───── SUPPLIED MATERIAL
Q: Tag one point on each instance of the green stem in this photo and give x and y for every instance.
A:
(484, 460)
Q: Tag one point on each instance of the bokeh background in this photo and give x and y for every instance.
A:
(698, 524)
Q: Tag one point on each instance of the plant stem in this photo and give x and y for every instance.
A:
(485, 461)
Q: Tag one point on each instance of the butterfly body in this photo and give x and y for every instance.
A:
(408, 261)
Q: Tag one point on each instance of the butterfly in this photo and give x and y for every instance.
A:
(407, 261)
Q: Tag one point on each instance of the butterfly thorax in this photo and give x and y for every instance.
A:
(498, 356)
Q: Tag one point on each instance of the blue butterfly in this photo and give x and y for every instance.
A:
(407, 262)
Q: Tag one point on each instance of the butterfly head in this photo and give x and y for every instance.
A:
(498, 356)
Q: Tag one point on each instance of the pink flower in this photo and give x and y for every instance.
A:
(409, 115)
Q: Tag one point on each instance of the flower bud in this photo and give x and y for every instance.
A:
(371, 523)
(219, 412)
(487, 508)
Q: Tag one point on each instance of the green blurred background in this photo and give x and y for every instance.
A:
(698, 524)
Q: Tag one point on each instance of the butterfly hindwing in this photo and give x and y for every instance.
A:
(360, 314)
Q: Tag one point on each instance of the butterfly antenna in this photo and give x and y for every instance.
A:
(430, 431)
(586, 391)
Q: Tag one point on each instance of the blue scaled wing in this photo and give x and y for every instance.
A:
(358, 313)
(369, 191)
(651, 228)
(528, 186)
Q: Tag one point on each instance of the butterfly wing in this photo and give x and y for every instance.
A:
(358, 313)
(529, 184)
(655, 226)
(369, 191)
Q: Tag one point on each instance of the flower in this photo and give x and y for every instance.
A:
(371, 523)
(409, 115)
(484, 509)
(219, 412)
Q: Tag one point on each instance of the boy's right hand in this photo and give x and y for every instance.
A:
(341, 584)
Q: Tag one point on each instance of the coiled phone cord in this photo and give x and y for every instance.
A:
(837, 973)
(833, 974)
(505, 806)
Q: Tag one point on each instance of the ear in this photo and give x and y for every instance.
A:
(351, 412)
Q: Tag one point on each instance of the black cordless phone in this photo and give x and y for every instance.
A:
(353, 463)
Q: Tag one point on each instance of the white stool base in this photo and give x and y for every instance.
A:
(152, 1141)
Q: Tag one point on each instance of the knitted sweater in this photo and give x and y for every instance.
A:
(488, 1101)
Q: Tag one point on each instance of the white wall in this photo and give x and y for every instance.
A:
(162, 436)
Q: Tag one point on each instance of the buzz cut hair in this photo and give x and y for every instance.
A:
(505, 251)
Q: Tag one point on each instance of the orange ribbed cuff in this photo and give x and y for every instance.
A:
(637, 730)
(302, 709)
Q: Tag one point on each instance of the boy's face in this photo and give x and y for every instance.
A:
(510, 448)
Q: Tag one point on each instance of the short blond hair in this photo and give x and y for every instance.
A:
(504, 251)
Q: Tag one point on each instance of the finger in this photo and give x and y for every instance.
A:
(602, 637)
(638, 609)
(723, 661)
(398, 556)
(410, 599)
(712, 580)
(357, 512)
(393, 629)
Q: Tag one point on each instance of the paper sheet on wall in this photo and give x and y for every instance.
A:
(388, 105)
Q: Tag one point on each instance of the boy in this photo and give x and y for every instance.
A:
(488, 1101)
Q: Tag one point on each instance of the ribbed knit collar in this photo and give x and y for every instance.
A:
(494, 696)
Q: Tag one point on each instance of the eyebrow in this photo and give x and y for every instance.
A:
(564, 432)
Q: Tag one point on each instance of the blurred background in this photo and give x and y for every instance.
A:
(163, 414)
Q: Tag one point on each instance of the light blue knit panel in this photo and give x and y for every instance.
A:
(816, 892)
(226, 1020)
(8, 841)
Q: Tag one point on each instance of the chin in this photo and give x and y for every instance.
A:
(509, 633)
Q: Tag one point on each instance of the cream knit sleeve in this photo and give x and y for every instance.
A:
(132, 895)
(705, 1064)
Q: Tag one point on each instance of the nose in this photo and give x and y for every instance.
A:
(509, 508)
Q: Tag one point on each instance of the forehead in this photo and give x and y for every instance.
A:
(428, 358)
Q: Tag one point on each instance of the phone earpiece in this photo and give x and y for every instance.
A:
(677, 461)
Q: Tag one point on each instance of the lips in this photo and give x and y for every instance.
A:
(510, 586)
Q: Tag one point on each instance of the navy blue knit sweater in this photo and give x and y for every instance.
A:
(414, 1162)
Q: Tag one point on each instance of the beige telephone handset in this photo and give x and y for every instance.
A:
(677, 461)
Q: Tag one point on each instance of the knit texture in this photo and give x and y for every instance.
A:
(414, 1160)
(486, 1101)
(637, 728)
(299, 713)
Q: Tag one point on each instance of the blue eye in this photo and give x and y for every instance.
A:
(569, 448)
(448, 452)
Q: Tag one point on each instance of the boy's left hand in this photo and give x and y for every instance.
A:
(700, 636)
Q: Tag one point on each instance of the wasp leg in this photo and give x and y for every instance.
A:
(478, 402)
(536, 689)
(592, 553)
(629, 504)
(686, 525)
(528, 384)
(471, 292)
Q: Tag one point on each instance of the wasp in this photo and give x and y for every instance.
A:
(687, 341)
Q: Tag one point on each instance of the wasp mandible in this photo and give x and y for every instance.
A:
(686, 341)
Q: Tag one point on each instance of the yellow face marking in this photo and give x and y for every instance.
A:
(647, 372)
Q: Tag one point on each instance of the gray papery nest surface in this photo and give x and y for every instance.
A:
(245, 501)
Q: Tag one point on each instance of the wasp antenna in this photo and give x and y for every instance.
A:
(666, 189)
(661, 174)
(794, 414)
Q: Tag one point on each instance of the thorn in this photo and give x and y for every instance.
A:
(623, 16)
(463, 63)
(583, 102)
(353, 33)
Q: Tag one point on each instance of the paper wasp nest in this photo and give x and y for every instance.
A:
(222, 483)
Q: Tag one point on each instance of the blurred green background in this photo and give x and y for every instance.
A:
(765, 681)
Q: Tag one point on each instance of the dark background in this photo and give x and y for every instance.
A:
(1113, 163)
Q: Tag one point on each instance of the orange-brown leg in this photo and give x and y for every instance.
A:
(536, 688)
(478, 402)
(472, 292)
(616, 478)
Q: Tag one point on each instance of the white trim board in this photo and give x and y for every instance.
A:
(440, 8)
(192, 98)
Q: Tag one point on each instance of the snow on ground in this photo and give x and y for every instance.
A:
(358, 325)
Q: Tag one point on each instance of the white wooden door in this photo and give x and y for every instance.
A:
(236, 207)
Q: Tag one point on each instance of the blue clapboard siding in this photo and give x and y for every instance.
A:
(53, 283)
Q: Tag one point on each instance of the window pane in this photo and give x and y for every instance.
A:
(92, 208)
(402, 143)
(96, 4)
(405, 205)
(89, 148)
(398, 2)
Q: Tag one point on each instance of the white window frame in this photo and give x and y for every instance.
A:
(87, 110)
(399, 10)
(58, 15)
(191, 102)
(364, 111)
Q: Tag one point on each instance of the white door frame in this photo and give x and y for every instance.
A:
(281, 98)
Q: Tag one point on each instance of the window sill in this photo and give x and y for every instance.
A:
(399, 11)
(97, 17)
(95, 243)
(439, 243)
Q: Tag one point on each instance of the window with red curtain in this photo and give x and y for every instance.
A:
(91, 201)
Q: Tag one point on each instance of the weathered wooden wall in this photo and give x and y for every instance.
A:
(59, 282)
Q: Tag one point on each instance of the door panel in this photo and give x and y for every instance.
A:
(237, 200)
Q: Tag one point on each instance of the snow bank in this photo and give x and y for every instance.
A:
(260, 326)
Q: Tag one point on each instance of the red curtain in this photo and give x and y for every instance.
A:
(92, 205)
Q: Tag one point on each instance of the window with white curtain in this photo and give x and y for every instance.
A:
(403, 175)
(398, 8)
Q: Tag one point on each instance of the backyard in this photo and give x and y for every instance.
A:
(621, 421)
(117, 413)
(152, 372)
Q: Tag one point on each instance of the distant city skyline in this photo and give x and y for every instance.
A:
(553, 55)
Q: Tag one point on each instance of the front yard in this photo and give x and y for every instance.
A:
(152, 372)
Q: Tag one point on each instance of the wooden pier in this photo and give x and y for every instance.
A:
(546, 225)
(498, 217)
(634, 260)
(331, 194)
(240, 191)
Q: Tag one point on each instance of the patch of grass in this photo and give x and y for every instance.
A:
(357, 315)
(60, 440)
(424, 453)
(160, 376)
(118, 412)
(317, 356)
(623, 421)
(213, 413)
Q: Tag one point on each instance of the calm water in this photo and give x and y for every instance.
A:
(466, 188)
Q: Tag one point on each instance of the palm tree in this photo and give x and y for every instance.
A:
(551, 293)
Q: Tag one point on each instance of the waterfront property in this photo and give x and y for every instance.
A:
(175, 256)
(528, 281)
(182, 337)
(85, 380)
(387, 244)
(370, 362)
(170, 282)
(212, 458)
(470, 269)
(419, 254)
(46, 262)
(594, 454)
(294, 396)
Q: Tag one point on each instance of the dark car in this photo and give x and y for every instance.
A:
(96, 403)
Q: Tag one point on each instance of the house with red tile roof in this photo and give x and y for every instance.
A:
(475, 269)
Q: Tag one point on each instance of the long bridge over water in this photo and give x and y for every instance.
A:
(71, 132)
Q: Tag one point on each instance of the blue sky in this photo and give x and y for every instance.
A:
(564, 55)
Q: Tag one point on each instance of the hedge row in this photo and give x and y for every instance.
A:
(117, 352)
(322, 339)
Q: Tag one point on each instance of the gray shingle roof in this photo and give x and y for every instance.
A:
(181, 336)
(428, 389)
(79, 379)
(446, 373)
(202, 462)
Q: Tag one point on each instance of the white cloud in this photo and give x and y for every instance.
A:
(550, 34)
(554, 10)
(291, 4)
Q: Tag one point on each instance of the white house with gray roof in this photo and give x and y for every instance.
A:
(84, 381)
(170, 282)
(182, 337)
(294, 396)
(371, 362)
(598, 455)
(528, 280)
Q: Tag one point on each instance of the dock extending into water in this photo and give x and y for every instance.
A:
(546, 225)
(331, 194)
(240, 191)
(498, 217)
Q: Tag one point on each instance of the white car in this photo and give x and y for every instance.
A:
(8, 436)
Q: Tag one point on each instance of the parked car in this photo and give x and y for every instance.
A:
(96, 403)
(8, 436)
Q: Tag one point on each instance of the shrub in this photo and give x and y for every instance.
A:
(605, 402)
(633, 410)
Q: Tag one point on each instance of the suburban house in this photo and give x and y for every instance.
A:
──────────
Copy the data above word for word, starting at the line with "Q: Tag one point on each instance of the boy's face" and continuing up to and including the line with "(705, 1064)".

_TASK SOLUTION:_
Q: Tag one point on each instance of the boy's face in this photo and give x and y for every instance.
A:
(510, 448)
Q: Tag one point on each instance of the short blond hair in this photo and give x and y for every instance.
A:
(504, 251)
Q: Tag one point on each instance of the finger in this photo and give x and y for every instance.
A:
(602, 637)
(638, 609)
(723, 661)
(398, 556)
(410, 599)
(712, 580)
(357, 512)
(393, 629)
Q: Tag one point on each instance of the paper sheet on wall in this photo and give x and y for every instance.
A:
(388, 105)
Q: Tag one point on each instance of the boy in this photo and give x and y for every instance.
A:
(488, 1101)
Q: Tag one point on each instance of the ribbed knit collar in this photo and give x and y for every instance.
A:
(494, 696)
Q: Tag one point on each instance of the eyebrow in this photo and give x and y for every instance.
A:
(564, 432)
Q: Tag one point on each instance of the blurred background in this photo and give x and y for every instance.
A:
(163, 414)
Q: Tag one point on each instance of the light blue knit panel in this photo and give x and y for every instance.
A:
(816, 892)
(226, 1020)
(8, 841)
Q: Tag one point on each instance of the chin in this photo and give x and y for every instance.
A:
(509, 633)
Q: Tag one point on each instance of the cream knit sleeve in this photo and give x and y for every instance.
A:
(132, 895)
(705, 1064)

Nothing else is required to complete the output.